■ **RECORDS FOR THE EXERCISE**:
■ ■ ■

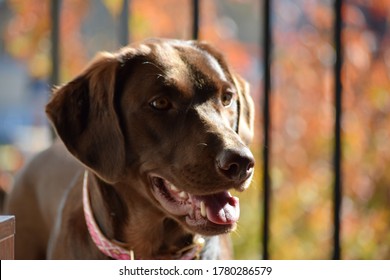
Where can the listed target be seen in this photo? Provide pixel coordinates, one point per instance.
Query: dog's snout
(236, 165)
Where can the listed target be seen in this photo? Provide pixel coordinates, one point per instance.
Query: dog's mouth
(207, 214)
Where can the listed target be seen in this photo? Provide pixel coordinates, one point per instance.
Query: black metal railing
(266, 44)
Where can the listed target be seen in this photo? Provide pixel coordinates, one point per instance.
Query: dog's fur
(166, 108)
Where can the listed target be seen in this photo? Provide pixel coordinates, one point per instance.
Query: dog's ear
(83, 114)
(245, 110)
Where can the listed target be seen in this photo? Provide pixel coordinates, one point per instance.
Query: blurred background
(302, 104)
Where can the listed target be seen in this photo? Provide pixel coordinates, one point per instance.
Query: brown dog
(162, 128)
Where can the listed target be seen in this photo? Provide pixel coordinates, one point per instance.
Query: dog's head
(171, 114)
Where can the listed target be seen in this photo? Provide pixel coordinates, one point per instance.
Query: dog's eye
(161, 104)
(227, 98)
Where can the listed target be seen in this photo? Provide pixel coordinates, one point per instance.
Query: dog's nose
(236, 164)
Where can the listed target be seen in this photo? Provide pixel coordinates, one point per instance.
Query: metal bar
(337, 195)
(195, 19)
(267, 53)
(55, 42)
(124, 24)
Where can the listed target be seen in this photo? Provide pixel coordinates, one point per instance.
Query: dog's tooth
(203, 211)
(183, 195)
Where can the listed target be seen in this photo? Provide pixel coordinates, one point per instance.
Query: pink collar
(112, 250)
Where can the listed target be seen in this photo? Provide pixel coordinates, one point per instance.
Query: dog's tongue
(221, 208)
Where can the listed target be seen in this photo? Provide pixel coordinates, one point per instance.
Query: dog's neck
(142, 230)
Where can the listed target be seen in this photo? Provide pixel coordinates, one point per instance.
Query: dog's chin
(210, 214)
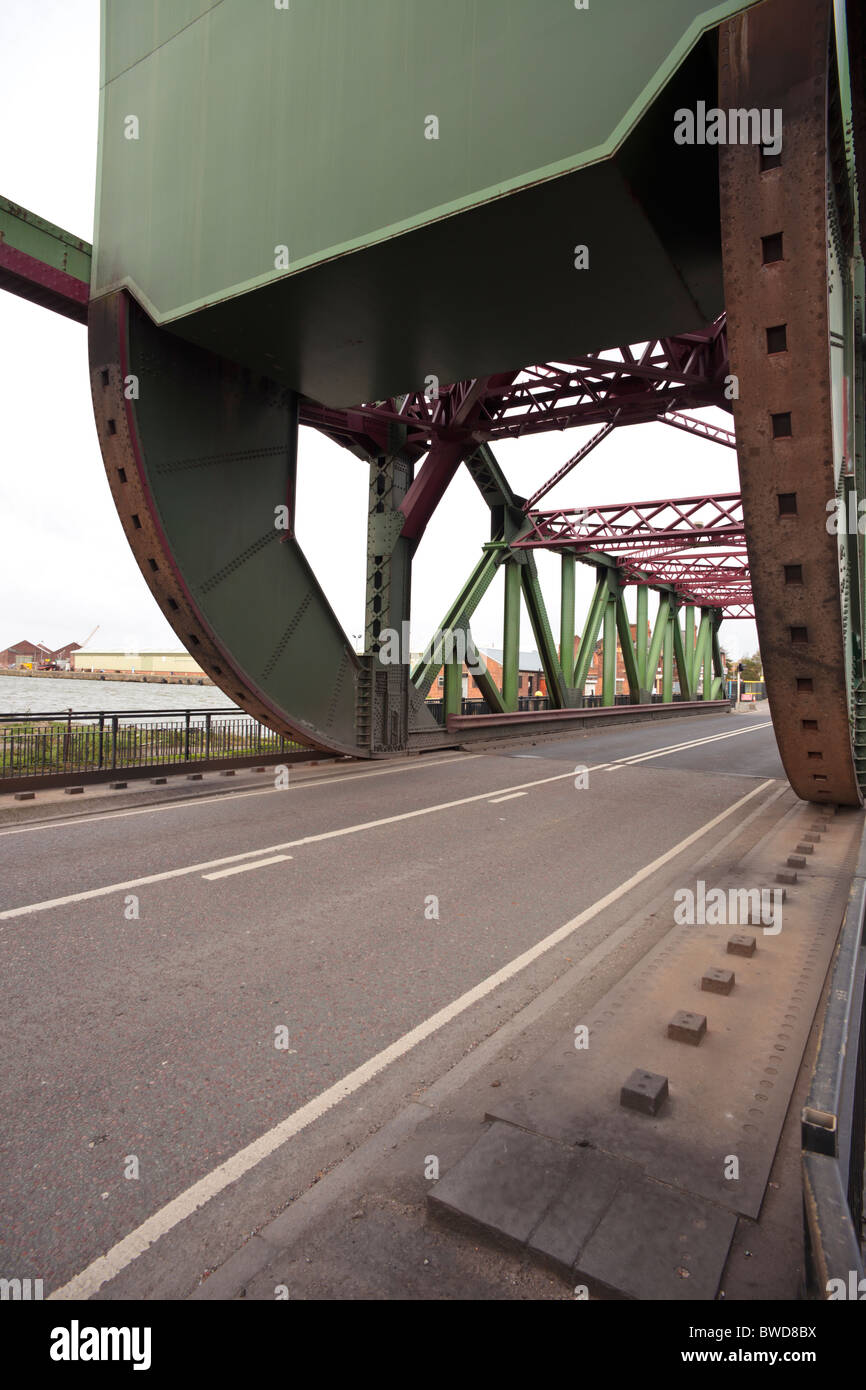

■ ■ ■

■ **THE PROBLEM**: Would you restate word for word only the lines from the line with "Query: dog's snout" to the last line above, with the pictures left out?

■ **EXERCISE OUTPUT**:
Query: dog's snout
(236, 165)
Where can the listed target be seen in this photo? Provide pixel coordinates, one point per instance.
Query: dog's mouth
(207, 214)
Where can the listed target be seen in this photo? Provide pixel coordinates, one point per instance.
Query: black metal railing
(266, 44)
Where can the listed target be seen in this photo? Provide pixel coordinates, one point per instance.
Query: dog's fur
(166, 108)
Where can the listed target be seen in this photo? Provide pixel coordinates, one point per instance.
Query: dog's ear
(83, 114)
(245, 110)
Where can the listed target be seen in this photo? Provide pixel coordinates, one point per instance.
Query: blurred background
(302, 104)
Where can the listed target be seen in this photo? Provide pixel coordinates, one point per instance.
Query: brown dog
(162, 128)
Where can the listed target be seen in this photo? Provide pixel coordinates, one point per instance.
Query: dog's head
(171, 114)
Where can the listed target be seen in this photo? Provide pixel coordinates, one point per instance.
Query: dog's eye
(161, 104)
(227, 98)
Where can the listed target be seen in this photo? Provide pixel coordinates, one point per instance.
Query: dog's nose
(236, 164)
Where can the listed target be seen in this photo? Provide pixel coordinates, one point per instance.
Query: metal bar
(337, 195)
(195, 19)
(267, 53)
(55, 42)
(124, 24)
Where can the listed target be seen in this photo? Provide pixel coordinates, one point per instance.
Query: dog's tooth
(203, 211)
(183, 195)
Where can the listed target be seen in this photo? Provide pixel coordinates, one point per instance.
Query: pink collar
(112, 250)
Where can the listed target be seen in this photo? Provide pixel coordinates, one point per instance.
Query: dog's tongue
(221, 208)
Where can the listed target be seen in this photo? Provide pixel coordinates, one point per instance.
Query: dog's neck
(142, 230)
Where can the listed target be seen in this photo? Provide pixel coordinates, one point per instance.
Query: dog's chin
(210, 214)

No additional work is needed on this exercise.